• Challenge:
Please filter the records below and copy out every line that contains the word "orange", treating uppercase and lowercase as different.

• Provided material:
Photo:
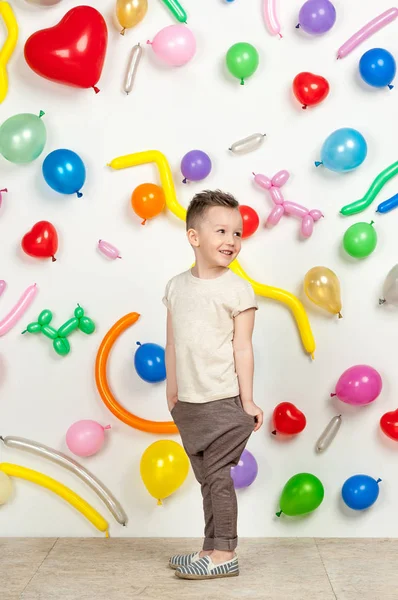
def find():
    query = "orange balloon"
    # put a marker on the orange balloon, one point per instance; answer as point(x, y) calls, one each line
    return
point(148, 201)
point(105, 391)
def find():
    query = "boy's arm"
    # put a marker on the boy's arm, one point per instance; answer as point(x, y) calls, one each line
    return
point(244, 363)
point(171, 381)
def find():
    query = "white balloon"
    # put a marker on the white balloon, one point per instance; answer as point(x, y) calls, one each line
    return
point(44, 2)
point(5, 488)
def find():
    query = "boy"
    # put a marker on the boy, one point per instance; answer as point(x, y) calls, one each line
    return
point(209, 363)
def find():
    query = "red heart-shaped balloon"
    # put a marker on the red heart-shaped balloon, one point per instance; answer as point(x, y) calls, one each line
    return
point(389, 424)
point(41, 241)
point(310, 89)
point(72, 52)
point(288, 419)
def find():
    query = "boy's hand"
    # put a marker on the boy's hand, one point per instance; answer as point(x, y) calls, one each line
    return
point(171, 403)
point(254, 411)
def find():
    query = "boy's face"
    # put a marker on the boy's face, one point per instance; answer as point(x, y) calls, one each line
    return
point(218, 237)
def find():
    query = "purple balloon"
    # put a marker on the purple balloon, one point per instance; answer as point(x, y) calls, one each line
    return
point(245, 471)
point(359, 385)
point(195, 165)
point(317, 16)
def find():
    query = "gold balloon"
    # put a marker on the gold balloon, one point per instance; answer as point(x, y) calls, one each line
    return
point(130, 12)
point(5, 488)
point(164, 467)
point(323, 288)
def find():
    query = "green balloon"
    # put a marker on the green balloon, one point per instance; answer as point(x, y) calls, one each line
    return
point(302, 494)
point(242, 60)
point(22, 138)
point(360, 240)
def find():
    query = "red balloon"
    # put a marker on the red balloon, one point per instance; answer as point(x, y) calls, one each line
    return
point(250, 220)
point(73, 51)
point(310, 89)
point(41, 241)
point(389, 424)
point(288, 419)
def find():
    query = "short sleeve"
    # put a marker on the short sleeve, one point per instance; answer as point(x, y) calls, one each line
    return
point(246, 299)
point(165, 298)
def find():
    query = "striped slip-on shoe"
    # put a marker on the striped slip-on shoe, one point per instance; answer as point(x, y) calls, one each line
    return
point(182, 560)
point(204, 568)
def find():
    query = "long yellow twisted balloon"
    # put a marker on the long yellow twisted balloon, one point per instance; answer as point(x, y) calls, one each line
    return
point(166, 179)
point(8, 48)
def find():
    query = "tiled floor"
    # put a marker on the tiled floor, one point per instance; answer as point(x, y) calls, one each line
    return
point(270, 569)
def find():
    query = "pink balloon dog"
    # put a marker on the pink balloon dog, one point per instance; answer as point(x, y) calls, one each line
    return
point(282, 207)
point(359, 385)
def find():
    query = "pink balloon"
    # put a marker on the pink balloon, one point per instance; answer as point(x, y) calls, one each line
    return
point(85, 438)
point(271, 19)
point(18, 310)
point(175, 45)
point(359, 385)
point(367, 30)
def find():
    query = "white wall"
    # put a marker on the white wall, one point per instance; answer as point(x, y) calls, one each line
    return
point(175, 110)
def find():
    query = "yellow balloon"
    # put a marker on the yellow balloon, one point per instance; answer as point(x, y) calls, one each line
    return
point(166, 179)
point(323, 288)
point(8, 48)
point(164, 467)
point(130, 12)
point(58, 488)
point(5, 488)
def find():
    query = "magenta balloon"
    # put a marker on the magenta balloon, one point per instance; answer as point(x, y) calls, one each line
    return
point(359, 385)
point(245, 471)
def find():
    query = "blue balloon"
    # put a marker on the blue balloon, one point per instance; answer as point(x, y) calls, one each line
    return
point(377, 68)
point(64, 171)
point(360, 491)
point(149, 362)
point(344, 150)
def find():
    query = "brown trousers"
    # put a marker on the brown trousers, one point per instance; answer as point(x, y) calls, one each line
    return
point(214, 435)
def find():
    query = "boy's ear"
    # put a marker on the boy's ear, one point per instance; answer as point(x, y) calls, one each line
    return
point(193, 237)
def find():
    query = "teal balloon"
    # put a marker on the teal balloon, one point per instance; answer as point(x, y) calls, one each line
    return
point(22, 138)
point(242, 60)
point(344, 150)
point(302, 494)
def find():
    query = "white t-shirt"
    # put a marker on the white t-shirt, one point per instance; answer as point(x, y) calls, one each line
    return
point(203, 312)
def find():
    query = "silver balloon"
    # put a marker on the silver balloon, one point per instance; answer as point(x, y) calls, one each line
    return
point(44, 2)
point(328, 434)
point(68, 463)
point(390, 288)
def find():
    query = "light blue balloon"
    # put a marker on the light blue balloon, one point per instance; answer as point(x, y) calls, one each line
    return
point(344, 150)
point(64, 171)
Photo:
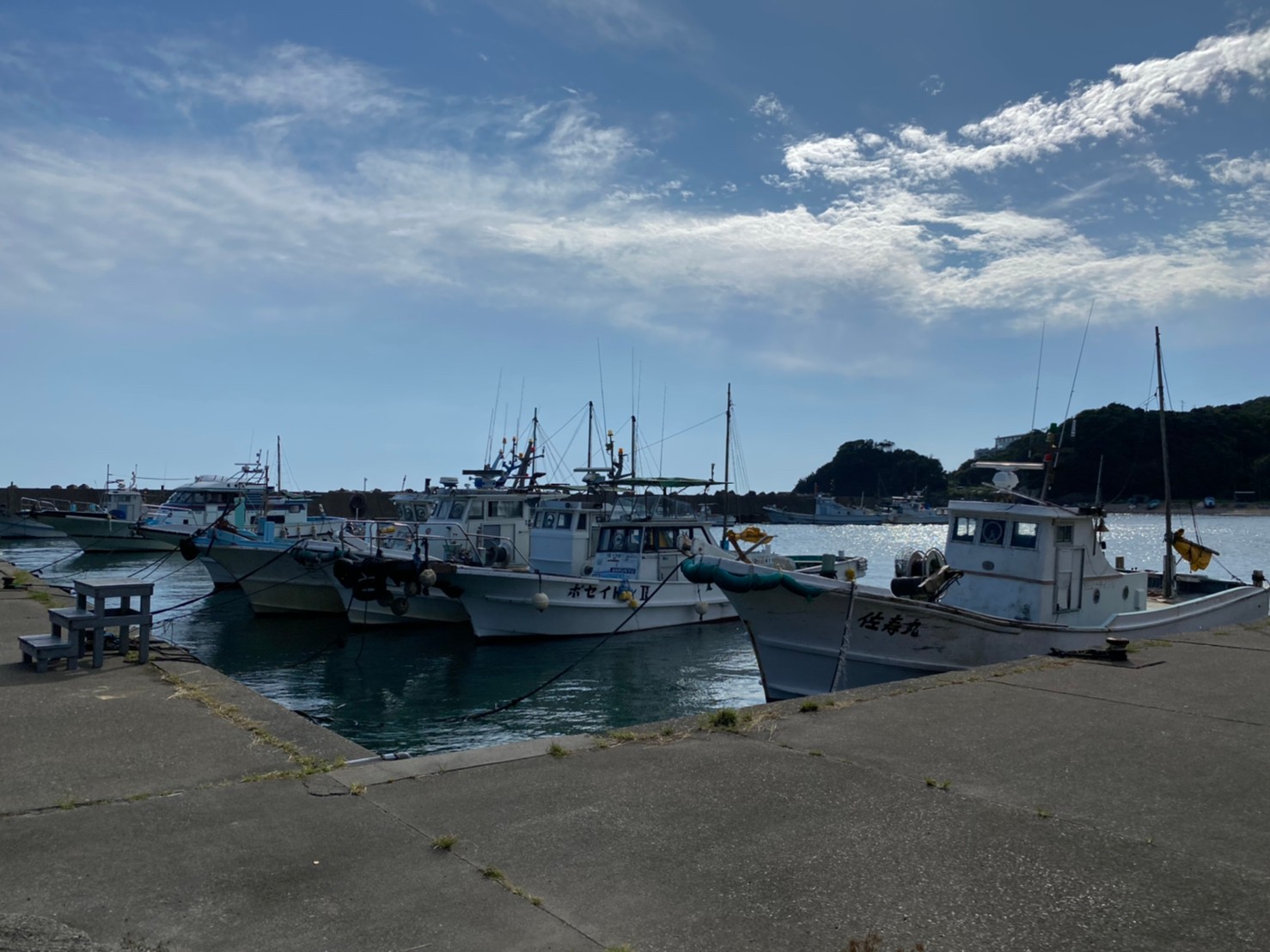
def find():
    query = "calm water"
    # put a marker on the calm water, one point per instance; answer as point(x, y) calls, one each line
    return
point(416, 688)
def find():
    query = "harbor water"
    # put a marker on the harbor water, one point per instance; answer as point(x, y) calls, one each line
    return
point(419, 689)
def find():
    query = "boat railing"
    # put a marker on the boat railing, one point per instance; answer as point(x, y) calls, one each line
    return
point(451, 542)
point(28, 504)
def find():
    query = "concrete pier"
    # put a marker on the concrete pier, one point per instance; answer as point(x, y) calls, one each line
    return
point(1041, 805)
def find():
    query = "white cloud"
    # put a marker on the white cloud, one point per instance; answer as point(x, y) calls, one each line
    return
point(287, 77)
point(768, 107)
point(517, 201)
point(1241, 172)
point(1029, 131)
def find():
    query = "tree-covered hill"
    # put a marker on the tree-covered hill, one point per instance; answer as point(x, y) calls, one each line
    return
point(1213, 451)
point(876, 468)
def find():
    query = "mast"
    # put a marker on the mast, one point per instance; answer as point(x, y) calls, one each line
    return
point(727, 460)
point(591, 427)
point(1163, 449)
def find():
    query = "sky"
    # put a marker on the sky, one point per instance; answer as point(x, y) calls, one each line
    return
point(387, 235)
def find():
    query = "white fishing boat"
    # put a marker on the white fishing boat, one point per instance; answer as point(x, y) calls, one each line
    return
point(108, 526)
point(1019, 577)
point(241, 507)
point(278, 565)
point(598, 566)
point(404, 577)
point(912, 510)
point(828, 512)
point(19, 522)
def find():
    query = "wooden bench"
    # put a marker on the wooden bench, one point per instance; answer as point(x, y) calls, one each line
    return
point(92, 614)
point(79, 622)
point(42, 649)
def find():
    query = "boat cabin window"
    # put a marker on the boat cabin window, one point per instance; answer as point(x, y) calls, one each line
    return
point(1023, 534)
point(662, 540)
point(620, 540)
point(993, 532)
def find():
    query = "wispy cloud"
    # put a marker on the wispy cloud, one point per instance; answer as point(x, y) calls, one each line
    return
point(515, 201)
point(1029, 131)
point(768, 107)
point(635, 24)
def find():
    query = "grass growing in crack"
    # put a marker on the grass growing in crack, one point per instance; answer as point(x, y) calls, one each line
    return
point(724, 718)
point(873, 942)
point(306, 765)
point(493, 872)
point(1150, 643)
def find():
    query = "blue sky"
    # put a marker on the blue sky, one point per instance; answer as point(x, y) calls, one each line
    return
point(387, 233)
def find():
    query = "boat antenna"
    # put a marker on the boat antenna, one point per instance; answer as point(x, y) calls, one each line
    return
point(1055, 447)
point(1078, 356)
point(1036, 394)
point(727, 456)
point(1163, 449)
point(661, 449)
point(591, 427)
point(493, 417)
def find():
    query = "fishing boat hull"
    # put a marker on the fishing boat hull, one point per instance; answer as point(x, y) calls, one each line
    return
point(101, 532)
point(26, 527)
point(276, 582)
point(505, 603)
point(805, 632)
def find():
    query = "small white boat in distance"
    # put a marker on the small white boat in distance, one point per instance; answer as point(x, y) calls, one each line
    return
point(19, 522)
point(108, 526)
point(1020, 577)
point(828, 512)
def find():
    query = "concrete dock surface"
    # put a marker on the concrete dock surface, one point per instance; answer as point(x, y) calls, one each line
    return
point(1051, 803)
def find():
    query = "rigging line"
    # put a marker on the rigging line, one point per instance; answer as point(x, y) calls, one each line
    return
point(687, 430)
point(493, 418)
point(1081, 354)
point(153, 566)
point(603, 406)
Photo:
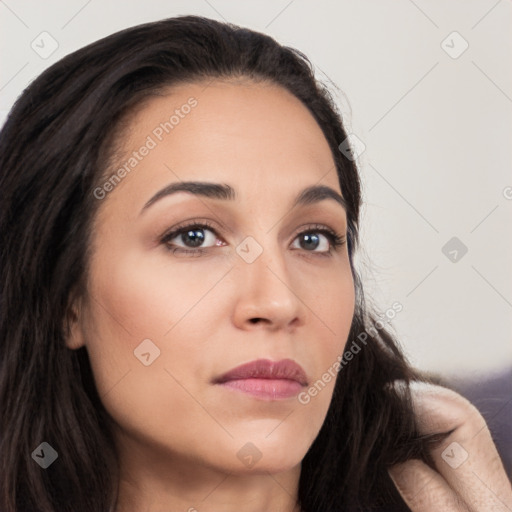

• Answer to the problem:
    query = "orange balloon"
    # put a marker on the orange balloon, one point per instance; answer as point(x, y) calls, one each line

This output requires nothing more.